Then, on 2 January, we drove all the ambulances, all the trucks, the jeeps, the vans, that had travelled so far from London to the city's port. The Palestinians of the camp came out to cheer us on our way, roads were blocked as drivers stopped their cars and hung over bridges to wave us on.
And then came the port itself: if love, pride and sheer passion alone could free Palestine, then it would've been freed that day. Hundreds upon hundreds of Palestinian refugees crammed into that space by the sea, surrounding our vehicles as they drove in, clambering up cranes and any other structures they could find, shouting, cheering, waving Palestinian flags, a band playing and the huge doors of the ship open and the ramp down, as vehicle after vehicle inched its way in, ready for the journey to Egypt. It was awesome, it was incredible, it was inspiring; it was the face of the struggle that the Western media will never report.
A handful of volunteers travelled with the vehicles and the aid, enduring 20 hours at sea with no seats or beds, and trailed for the entire journey by a fleet of Israeli warships despite never entering Israeli waters. However, our fears that the IDF might illegally board the ship, kidnap its passengers and seize the aid didn't materialise and it docked safely the next day in Al Arish, with all its cargo being cleared by Egyptian customs.
The rest of us were to fly to Al Arish in a chartered plane, but, as it took off from Lattakia, a loud bang exploded from an engine and we saw sparks flying. Two more huge bangs followed mid-air, and we were diverted to Damascus on a single engine.
And so, with people still sick and vomiting, we spent the night in Damascus airport, sprawled out on chairs and in sleeping bags on the hard floor, waiting for a new plane to arrive from Athens, which it finally did ten hours later.
A four hour flight to Al Arish, hours spent at that airport as Egyptian customs officials refused to issue us with entry visas, protests and bargaining, and then finally we were through and reunited at the port with our aid-filled vehicles and the volunteers who had sailed with them.
We were, now, only 20 miles from Gaza, from the Rafah border crossing but the Egyptians had more in store for us. As we celebrated the safe arrival of our vehicles in Al Arish, we were quietly surrounded on one side by Egyptian riot and plain clothes police. Behind us was the sea, with warships lurking on the horizon. We were completely trapped in a small space and, as night fell, the attacks with tear gas and huge rocks raining down began.
It was a long, long night, with no sleep. We had many injured, who had to be mended with the medical supplies we were taking to Gaza, and some of the trucks suffered smashed windows. My thoughts turned often to the Palestinians of Jenin, of Sabra, of Shatila, of Gaza, of every refugee camp that has been completely surrounded by Israeli soldiers, with no escape as those soldiers begin their massacres. Yes, we were scared that night, the fear increasing when armed police arrived and threatened to start shooting, but compared to the terror suffered by the Palestinians, it was nothing.
Gaza
As the dust cleared in the morning - the police having retreated at around 4am - the convoy leaders began the task of negotiating our release from the compound and guaranteeing passage to Gaza. Many people had spent the night vomiting from the effects of tear gas and water cannon. Others had blood seeping through the bandages applied to heads and limbs, where they'd been hit by rocks hurled by the police. We waited, without food, sharing our water.

GIVEN ENTRIES —
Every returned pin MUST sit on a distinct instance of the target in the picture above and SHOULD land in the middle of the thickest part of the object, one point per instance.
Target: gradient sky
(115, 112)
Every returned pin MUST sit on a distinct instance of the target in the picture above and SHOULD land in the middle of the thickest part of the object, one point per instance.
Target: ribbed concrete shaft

TO DO —
• a. From the convoy account, quote everything from "It was a long, long" down to "it was nothing.".
• b. In the convoy account, after the chartered plane's engine trouble, which city was it diverted to?

YOUR RESPONSES —
• a.
It was a long, long night, with no sleep. We had many injured, who had to be mended with the medical supplies we were taking to Gaza, and some of the trucks suffered smashed windows. My thoughts turned often to the Palestinians of Jenin, of Sabra, of Shatila, of Gaza, of every refugee camp that has been completely surrounded by Israeli soldiers, with no escape as those soldiers begin their massacres. Yes, we were scared that night, the fear increasing when armed police arrived and threatened to start shooting, but compared to the terror suffered by the Palestinians, it was nothing.

• b. Damascus.